-- YOUR TASK --
According to the article on Filipino farmers in Spain, how large is the farm in Madrid that the couple own and manage?

-- PAGE TEXT --
* * *

Filipino farmers grow local vegetables in Spain, supplies produce to Asian stores

What started as a hobby to ensure that the food they are consuming is clean and nutritious went on as a business that augments the income of two Filipino entrepreneurs abroad. 


In Madrid, Spain lies a 1.5-hectare farm managed and owned by Filipinos. Ghie, as she prefers to be called, 50, and her husband Ramon, 65, manage businesses in different industries: real estate, retail, and agriculture. The couple invested in these sectors both in the Philippines and Spain. 

Having enough staff in their businesses allows Ghie and Ramon to spend more time on their farm. Growing up with parents who are farmers, the couple both share farming experiences with their families back home. 

The two have not only found a great way to bond over farming, but tilling the land also enables them to have healthy eating habits and to maintain a healthy body by engaging in farm activities. 

What started as a hobby to ensure that the food they are consuming is clean and nutritious went on as a business that augments the income of two Filipino entrepreneurs abroad.

Since they are now based in Spain, they always collect ‘a piece of home,’ a.k.a. local vegetable seeds, whenever they go on vacation to the Philippines.

* * *

-- DATA EXTRACT --
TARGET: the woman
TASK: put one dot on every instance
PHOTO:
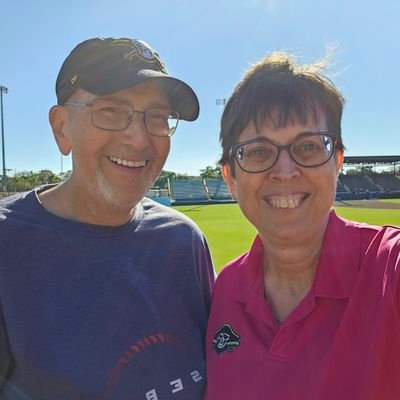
(312, 310)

* * *

-- REPLY --
1.5 hectares